[Work task]
Copy each entry verbatim, excluding its images.
--- START ---
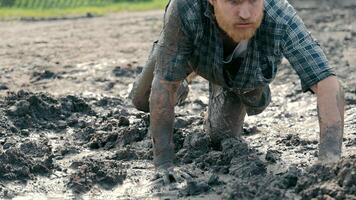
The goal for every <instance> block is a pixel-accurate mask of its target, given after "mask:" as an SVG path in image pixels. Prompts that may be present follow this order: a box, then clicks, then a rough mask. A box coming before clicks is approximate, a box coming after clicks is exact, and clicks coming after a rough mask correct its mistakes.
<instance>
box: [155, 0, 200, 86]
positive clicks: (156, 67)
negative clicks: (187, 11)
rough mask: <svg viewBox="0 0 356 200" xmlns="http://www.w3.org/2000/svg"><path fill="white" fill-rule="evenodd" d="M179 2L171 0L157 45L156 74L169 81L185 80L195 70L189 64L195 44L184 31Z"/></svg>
mask: <svg viewBox="0 0 356 200" xmlns="http://www.w3.org/2000/svg"><path fill="white" fill-rule="evenodd" d="M178 3H179V0H171V2H170V4H169V6H168V8H167V10H166V13H165V17H164V26H163V29H162V32H161V34H160V37H159V40H158V43H157V45H156V56H157V58H156V66H155V75H158V76H159V77H160V78H162V79H164V80H167V81H178V80H183V79H184V78H185V77H186V76H187V75H188V74H190V73H191V72H192V71H193V69H192V68H191V67H190V65H189V59H190V56H191V55H192V52H193V45H192V43H191V40H190V38H189V36H188V35H186V34H185V32H184V31H183V27H182V23H181V17H180V16H179V9H178Z"/></svg>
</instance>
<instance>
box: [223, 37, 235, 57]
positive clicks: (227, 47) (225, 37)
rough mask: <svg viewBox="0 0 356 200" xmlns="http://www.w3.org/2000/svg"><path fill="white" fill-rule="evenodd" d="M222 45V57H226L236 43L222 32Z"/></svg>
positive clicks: (229, 54) (231, 52)
mask: <svg viewBox="0 0 356 200" xmlns="http://www.w3.org/2000/svg"><path fill="white" fill-rule="evenodd" d="M222 39H223V47H224V58H226V57H228V56H229V55H230V54H232V52H233V51H234V50H235V48H236V46H237V45H238V43H237V42H235V41H234V40H233V39H231V38H230V37H229V36H227V35H226V34H222Z"/></svg>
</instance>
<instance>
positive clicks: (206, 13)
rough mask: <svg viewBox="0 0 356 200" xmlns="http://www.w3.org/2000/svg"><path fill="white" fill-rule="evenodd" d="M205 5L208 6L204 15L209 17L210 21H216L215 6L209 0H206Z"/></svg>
mask: <svg viewBox="0 0 356 200" xmlns="http://www.w3.org/2000/svg"><path fill="white" fill-rule="evenodd" d="M205 4H206V9H205V12H204V15H205V16H206V17H208V18H209V19H211V20H213V21H215V16H214V12H213V6H212V5H211V4H210V3H209V1H208V0H205Z"/></svg>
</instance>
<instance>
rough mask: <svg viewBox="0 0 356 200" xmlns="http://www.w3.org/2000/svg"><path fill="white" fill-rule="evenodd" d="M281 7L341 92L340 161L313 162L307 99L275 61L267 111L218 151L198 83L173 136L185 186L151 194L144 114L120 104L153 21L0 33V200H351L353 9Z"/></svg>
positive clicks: (133, 77)
mask: <svg viewBox="0 0 356 200" xmlns="http://www.w3.org/2000/svg"><path fill="white" fill-rule="evenodd" d="M291 3H292V4H293V5H295V7H296V8H297V9H298V12H299V15H300V16H301V17H302V19H303V20H304V22H305V23H306V25H307V27H308V28H310V31H311V33H312V35H313V36H314V37H315V38H317V39H318V40H319V42H320V44H321V45H322V46H323V48H324V49H325V52H326V53H327V56H328V58H329V62H330V64H331V66H332V67H333V68H334V69H335V71H336V73H337V75H338V76H339V79H340V80H341V81H342V84H343V86H344V88H345V92H346V103H347V106H346V114H345V134H344V140H343V159H342V160H341V161H340V162H338V163H335V164H330V165H320V164H318V163H316V161H317V156H318V148H317V147H318V133H319V127H318V120H317V111H316V98H315V96H313V95H312V94H309V93H302V92H301V87H300V83H299V80H298V77H297V75H296V73H295V72H294V71H293V70H292V69H291V67H290V66H289V64H288V62H287V61H283V63H282V65H281V66H280V67H279V72H278V76H277V78H276V80H275V81H274V82H273V84H272V85H271V89H272V95H273V96H272V103H271V105H270V106H269V107H268V108H267V110H266V111H265V112H263V113H262V114H260V115H258V116H255V117H247V119H246V123H245V125H244V132H243V137H242V138H241V139H227V140H225V141H224V142H223V144H222V149H221V150H212V149H211V147H210V145H209V138H208V137H207V135H206V134H205V133H204V130H203V123H204V120H203V116H204V112H205V111H206V109H207V103H208V83H207V81H205V80H203V79H202V78H197V79H195V80H194V81H193V83H192V84H191V86H190V89H191V91H190V94H189V96H188V98H187V100H186V101H185V102H184V103H183V104H182V105H180V106H178V107H177V108H176V113H177V114H176V115H177V117H176V122H175V130H174V140H175V144H176V152H177V166H178V167H177V168H178V169H179V170H181V171H184V172H186V173H187V174H189V175H190V177H191V178H190V179H188V181H182V182H181V181H178V182H177V183H176V184H172V185H171V186H169V187H163V188H157V187H155V185H154V184H152V183H151V182H152V179H153V177H154V168H153V164H152V150H151V147H152V145H151V141H150V136H149V135H148V133H147V129H148V126H149V115H148V114H146V113H142V112H139V111H137V110H135V109H134V108H133V107H132V105H131V104H130V102H129V101H128V99H127V95H128V91H129V88H130V84H131V83H132V81H133V80H134V78H135V77H136V76H137V74H138V73H139V72H140V70H141V69H142V66H143V65H144V63H145V60H146V58H147V56H148V52H149V50H150V48H151V44H152V42H153V41H154V40H156V39H157V37H158V35H159V31H160V29H161V19H162V14H163V13H162V11H151V12H142V13H122V14H115V15H108V16H105V17H96V18H95V17H94V18H79V19H66V20H50V21H10V22H0V27H1V28H0V35H1V40H0V68H1V70H0V198H1V199H3V198H4V199H5V198H13V199H73V198H74V199H150V198H151V199H156V198H157V199H160V198H162V199H167V198H171V199H176V198H182V199H222V198H223V199H312V198H316V199H356V12H355V9H356V2H355V1H354V0H344V1H338V2H337V3H336V2H334V1H325V0H299V1H297V0H294V1H292V2H291Z"/></svg>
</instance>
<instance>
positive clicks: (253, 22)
mask: <svg viewBox="0 0 356 200" xmlns="http://www.w3.org/2000/svg"><path fill="white" fill-rule="evenodd" d="M214 12H215V19H216V22H217V23H218V25H219V27H220V29H222V30H223V31H224V32H225V34H226V35H227V36H229V37H230V38H231V39H232V40H234V41H235V42H236V43H239V42H241V41H243V40H248V39H250V38H252V37H253V36H254V35H255V33H256V30H257V29H258V28H259V27H260V25H261V23H262V19H263V16H264V14H263V10H262V11H261V12H260V13H261V14H260V16H259V17H258V18H257V20H256V21H254V22H250V21H237V20H235V22H233V20H231V19H226V16H224V15H223V14H222V12H221V11H218V10H216V9H214ZM241 22H243V23H252V24H253V25H252V27H251V28H237V27H235V26H234V24H235V23H241Z"/></svg>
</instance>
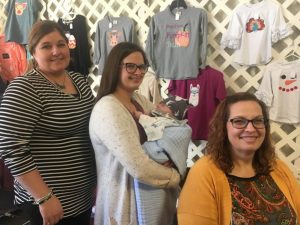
--- END ---
[Your solution]
The goal for every <instance> block is a pixel-accurate mask of its target, given after "mask:" as an SVG path in image pixels. Prompts that may be present follow this order: a box, then clicks, then a rough mask. A box coming before clicks is approximate, a box coming after clicks is exact, and clicks coming after a rough mask correct its mistakes.
<instance>
box: [155, 0, 200, 86]
positive clicks: (156, 67)
negative clicks: (187, 11)
rough mask: <svg viewBox="0 0 356 200" xmlns="http://www.w3.org/2000/svg"><path fill="white" fill-rule="evenodd" d="M179 2L171 0L157 45L156 74L169 81L185 80L195 70L189 64L195 44L184 31Z"/></svg>
mask: <svg viewBox="0 0 356 200" xmlns="http://www.w3.org/2000/svg"><path fill="white" fill-rule="evenodd" d="M178 3H179V0H171V2H170V4H169V6H168V8H167V10H166V13H165V17H164V26H163V29H162V32H161V34H160V37H159V40H158V43H157V45H156V56H157V58H156V66H155V75H158V76H159V77H160V78H162V79H164V80H167V81H178V80H183V79H184V78H185V77H186V76H187V75H188V74H190V73H191V72H192V71H193V69H192V68H191V67H190V65H189V59H190V56H191V55H192V52H193V45H192V43H191V40H190V38H189V36H188V35H186V34H185V32H184V31H183V27H182V23H181V17H180V16H179V9H178Z"/></svg>
</instance>
<instance>
box: [223, 37, 235, 57]
positive clicks: (227, 47) (225, 37)
rough mask: <svg viewBox="0 0 356 200" xmlns="http://www.w3.org/2000/svg"><path fill="white" fill-rule="evenodd" d="M222 45V57H226L236 43L222 32Z"/></svg>
positive clicks: (229, 54) (231, 52)
mask: <svg viewBox="0 0 356 200" xmlns="http://www.w3.org/2000/svg"><path fill="white" fill-rule="evenodd" d="M222 39H223V47H224V58H226V57H228V56H229V55H230V54H232V52H233V51H234V50H235V48H236V46H237V45H238V43H237V42H235V41H234V40H233V39H231V38H230V37H229V36H227V35H226V34H222Z"/></svg>
</instance>
<instance>
positive clicks: (206, 13)
rough mask: <svg viewBox="0 0 356 200" xmlns="http://www.w3.org/2000/svg"><path fill="white" fill-rule="evenodd" d="M205 5L208 6L204 15L209 17L210 21H216L215 6L209 0H206Z"/></svg>
mask: <svg viewBox="0 0 356 200" xmlns="http://www.w3.org/2000/svg"><path fill="white" fill-rule="evenodd" d="M205 4H206V9H205V12H204V15H205V16H206V17H208V18H209V19H211V20H213V21H215V16H214V12H213V6H212V5H211V4H210V3H209V1H208V0H205Z"/></svg>
</instance>
<instance>
rough mask: <svg viewBox="0 0 356 200" xmlns="http://www.w3.org/2000/svg"><path fill="white" fill-rule="evenodd" d="M281 7L341 92L340 161L313 162L307 99L275 61L267 111L218 151L198 83L173 136L185 186L151 194L144 114L120 104L153 21L0 33V200H351L353 9Z"/></svg>
positive clicks: (133, 77)
mask: <svg viewBox="0 0 356 200" xmlns="http://www.w3.org/2000/svg"><path fill="white" fill-rule="evenodd" d="M291 3H292V4H293V5H295V7H296V8H297V9H298V12H299V15H300V16H301V17H302V19H303V20H304V22H305V23H306V25H307V27H308V28H310V31H311V33H312V35H313V36H314V37H315V38H317V39H318V40H319V42H320V44H321V45H322V46H323V48H324V49H325V52H326V53H327V56H328V58H329V62H330V64H331V66H332V67H333V68H334V69H335V71H336V73H337V75H338V76H339V79H340V80H341V81H342V84H343V86H344V88H345V92H346V103H347V106H346V114H345V134H344V140H343V159H342V160H341V161H340V162H338V163H335V164H330V165H320V164H318V163H316V161H317V156H318V148H317V147H318V133H319V127H318V120H317V111H316V98H315V96H313V95H312V94H309V93H302V92H301V87H300V83H299V80H298V77H297V75H296V73H295V72H294V71H293V70H292V69H291V67H290V66H289V64H288V62H287V61H283V63H282V65H281V66H280V67H279V72H278V76H277V78H276V80H275V81H274V82H273V84H272V85H271V89H272V95H273V96H272V103H271V105H270V106H269V107H268V108H267V110H266V111H265V112H263V113H262V114H260V115H258V116H255V117H247V119H246V123H245V125H244V132H243V137H242V138H241V139H227V140H225V141H224V142H223V144H222V149H221V150H212V149H211V147H210V145H209V138H208V137H207V135H206V134H205V133H204V130H203V123H204V120H203V116H204V112H205V111H206V109H207V103H208V83H207V81H205V80H203V79H202V78H197V79H195V80H194V81H193V83H192V84H191V86H190V89H191V91H190V94H189V96H188V98H187V100H186V101H185V102H184V103H183V104H182V105H180V106H178V107H177V108H176V113H177V114H176V115H177V117H176V122H175V130H174V140H175V144H176V152H177V166H178V167H177V168H178V169H179V170H181V171H184V172H186V173H187V174H189V175H190V177H191V178H190V179H188V181H182V182H181V181H178V182H177V183H176V184H172V185H171V186H169V187H163V188H157V187H155V185H154V184H152V183H151V182H152V179H153V177H154V168H153V164H152V150H151V147H152V145H151V141H150V136H149V135H148V133H147V129H148V126H149V115H148V114H146V113H142V112H139V111H137V110H135V109H134V108H133V107H132V105H131V104H130V102H129V101H128V99H127V95H128V91H129V88H130V84H131V83H132V81H133V80H134V78H135V77H136V76H137V74H138V73H139V72H140V70H141V69H142V66H143V65H144V63H145V60H146V58H147V56H148V52H149V50H150V48H151V44H152V42H153V41H154V40H156V39H157V37H158V35H159V31H160V29H161V19H162V14H163V13H162V11H151V12H142V13H122V14H115V15H108V16H105V17H96V18H95V17H94V18H79V19H66V20H50V21H10V22H0V27H1V28H0V35H1V40H0V68H1V70H0V198H1V199H3V198H4V199H5V198H13V199H73V198H74V199H150V198H151V199H156V198H157V199H160V198H162V199H167V198H171V199H176V198H182V199H222V198H223V199H312V198H316V199H356V12H355V9H356V2H355V1H354V0H344V1H338V2H337V3H336V2H334V1H325V0H299V1H297V0H294V1H292V2H291Z"/></svg>
</instance>
<instance>
positive clicks: (253, 22)
mask: <svg viewBox="0 0 356 200" xmlns="http://www.w3.org/2000/svg"><path fill="white" fill-rule="evenodd" d="M214 12H215V19H216V22H217V23H218V25H219V27H220V29H222V30H223V31H224V32H225V34H226V35H227V36H229V37H230V38H231V39H232V40H234V41H235V42H236V43H239V42H241V41H243V40H248V39H250V38H252V37H253V36H254V35H255V33H256V30H257V29H258V28H259V27H260V25H261V23H262V19H263V16H264V14H263V10H262V11H261V12H260V13H261V14H260V16H259V17H258V18H257V20H256V21H254V22H250V21H237V20H235V22H233V20H231V19H226V16H224V15H223V14H222V12H221V11H218V10H216V9H214ZM241 22H243V23H252V24H253V25H252V27H251V28H237V27H235V26H234V24H235V23H241Z"/></svg>
</instance>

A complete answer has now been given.